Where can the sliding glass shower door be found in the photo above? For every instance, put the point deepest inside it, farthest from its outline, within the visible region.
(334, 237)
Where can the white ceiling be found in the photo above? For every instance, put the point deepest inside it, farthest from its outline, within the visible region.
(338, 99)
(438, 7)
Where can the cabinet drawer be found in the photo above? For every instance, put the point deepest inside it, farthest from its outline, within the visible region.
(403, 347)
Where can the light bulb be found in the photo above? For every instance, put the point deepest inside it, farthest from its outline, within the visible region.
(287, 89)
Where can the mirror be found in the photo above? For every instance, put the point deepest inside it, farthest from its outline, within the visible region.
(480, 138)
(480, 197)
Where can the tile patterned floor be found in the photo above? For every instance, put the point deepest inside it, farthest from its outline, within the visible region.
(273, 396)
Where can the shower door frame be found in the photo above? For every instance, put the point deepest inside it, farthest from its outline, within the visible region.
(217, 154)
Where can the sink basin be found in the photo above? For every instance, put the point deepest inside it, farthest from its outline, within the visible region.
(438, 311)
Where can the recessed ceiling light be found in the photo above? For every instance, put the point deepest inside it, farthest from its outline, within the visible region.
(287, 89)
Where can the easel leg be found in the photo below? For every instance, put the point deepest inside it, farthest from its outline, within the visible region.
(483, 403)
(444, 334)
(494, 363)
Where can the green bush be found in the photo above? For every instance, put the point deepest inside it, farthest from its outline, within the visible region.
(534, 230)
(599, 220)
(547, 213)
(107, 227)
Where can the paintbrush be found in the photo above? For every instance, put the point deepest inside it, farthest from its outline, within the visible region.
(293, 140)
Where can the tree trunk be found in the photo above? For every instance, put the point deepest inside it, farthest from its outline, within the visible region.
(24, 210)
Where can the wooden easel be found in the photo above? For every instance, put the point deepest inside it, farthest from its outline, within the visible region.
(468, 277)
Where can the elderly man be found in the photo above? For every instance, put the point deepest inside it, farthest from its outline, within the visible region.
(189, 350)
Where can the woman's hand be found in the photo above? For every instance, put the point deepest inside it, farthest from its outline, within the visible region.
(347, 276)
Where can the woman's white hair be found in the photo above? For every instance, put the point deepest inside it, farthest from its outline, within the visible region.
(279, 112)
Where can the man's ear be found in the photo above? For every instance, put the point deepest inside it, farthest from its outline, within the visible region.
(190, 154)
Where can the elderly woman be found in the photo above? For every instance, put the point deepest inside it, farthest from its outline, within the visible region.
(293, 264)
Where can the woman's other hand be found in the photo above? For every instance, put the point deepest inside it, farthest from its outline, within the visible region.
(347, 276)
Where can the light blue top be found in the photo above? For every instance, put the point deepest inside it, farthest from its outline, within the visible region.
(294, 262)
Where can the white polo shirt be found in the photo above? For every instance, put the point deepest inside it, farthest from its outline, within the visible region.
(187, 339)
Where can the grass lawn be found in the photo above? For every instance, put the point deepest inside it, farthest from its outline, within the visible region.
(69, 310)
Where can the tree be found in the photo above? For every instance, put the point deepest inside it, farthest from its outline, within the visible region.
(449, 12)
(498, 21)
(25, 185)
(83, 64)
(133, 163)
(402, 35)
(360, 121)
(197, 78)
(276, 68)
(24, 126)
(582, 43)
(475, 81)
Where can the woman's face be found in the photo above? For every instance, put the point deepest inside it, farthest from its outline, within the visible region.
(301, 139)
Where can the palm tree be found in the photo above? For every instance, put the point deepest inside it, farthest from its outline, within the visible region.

━━━━━━━━

# [JOB]
Output the entries verbatim.

# [FINISHED EXERCISE]
Where can the sliding glass shower door be found in the photo above? For every instance, put the point deepest inside it, farthest from its outline, within the visible region.
(334, 237)
Where can the white ceiling be found in the photo above? For every instance, put the point deepest inside it, farthest from its outline, within the visible region.
(338, 99)
(438, 7)
Where can the cabinet drawer be found in the photo above? For every instance, put the point deepest inside it, farthest from its outline, within the visible region.
(403, 347)
Where can the light bulb be found in the photo above? For every instance, put the point deepest inside it, farthest from its outline, within the visible region.
(287, 89)
Where can the mirror be found in the photo above? For every instance, put the point deepest inside it, farthest from its outline, within the visible region.
(480, 138)
(480, 197)
Where can the tile patterned floor be found in the photo above? For every instance, put the point deepest inside it, farthest from its outline, within the visible region.
(273, 396)
Where can the shower door frame be found in the photo above? For every instance, put the point deepest inside it, farthest from its outline, within the visible region.
(217, 154)
Where can the sink basin be found in the photo above? For every instance, put the point deepest inside it, farthest from its outline, within the visible region.
(438, 311)
Where can the recessed ceiling light be found in the photo above? For every instance, put the point deepest inside it, farthest from its outline, within the visible region.
(287, 89)
Where can the easel leg be found in the photo below? For every instance, put the point deepest inside it, farthest from its outline, within the visible region.
(483, 403)
(444, 334)
(494, 363)
Where can the green bush be found in the photo above? For every instance, put the point deepest inside it, farthest from its outline, within the visible region.
(534, 230)
(599, 220)
(547, 213)
(107, 227)
Where can the paintbrush be found in the photo above? For every instance, put the point deepest inside it, farthest from its outline, within the visible region.
(293, 140)
Where can the tree trunk be found in the photo above? For every instance, put the point deepest inside it, farthest from its outline, within the visible region.
(24, 210)
Where can the wooden easel be found in the photo above? For every instance, put the point deepest inside it, farthest from its outline, within the visible region.
(468, 277)
Where can the elderly man be found in the photo above? For every instance, put the point deepest inside it, farthest from its outline, within the visible region.
(189, 350)
Where can the woman's hand be found in the photo above? For every instance, put the point deepest inside it, farthest from its outline, within the visible region.
(347, 276)
Where can the woman's white hair be found in the photo above? For every instance, put the point deepest inside it, farthest from its outline, within the visible region.
(279, 112)
Where can the man's ear be found in the photo above? For every instance, put the point deepest inside it, farthest from its outline, within the visible region.
(190, 154)
Where can the elderly woman be found in the photo above? For every instance, put the point deepest inside it, farthest from its outline, within the visible region.
(293, 264)
Where can the woman's other hand be found in the photo above? For every instance, put the point deepest inside it, farthest from its outline, within the visible region.
(347, 276)
Where can the light blue top be found in the photo above? For every instance, put the point deepest inside it, farthest from its outline, within the visible region.
(294, 262)
Where can the white polo shirt be found in the photo above? For every instance, put the point deepest inside it, farthest from its outline, within the visible region.
(187, 339)
Where can the grass lawn be found in the photo above? For every instance, put the point deepest inside it, farthest from its outline, within the visible region.
(69, 310)
Where can the tree be found in the photo above? For every instance, put the point deepest inside it, farthest from its outline, within the visible region.
(449, 12)
(498, 21)
(25, 185)
(83, 64)
(133, 163)
(402, 35)
(360, 121)
(197, 78)
(276, 68)
(24, 126)
(582, 43)
(475, 81)
Where can the woman's face be found in the photo above? For every instance, put the point deepest inside it, farthest from its outline, within the visible region.
(301, 139)
Where can the palm tree be found in the photo above? For every instance, put the point deepest inside it, farthest from its outline, within the visible region.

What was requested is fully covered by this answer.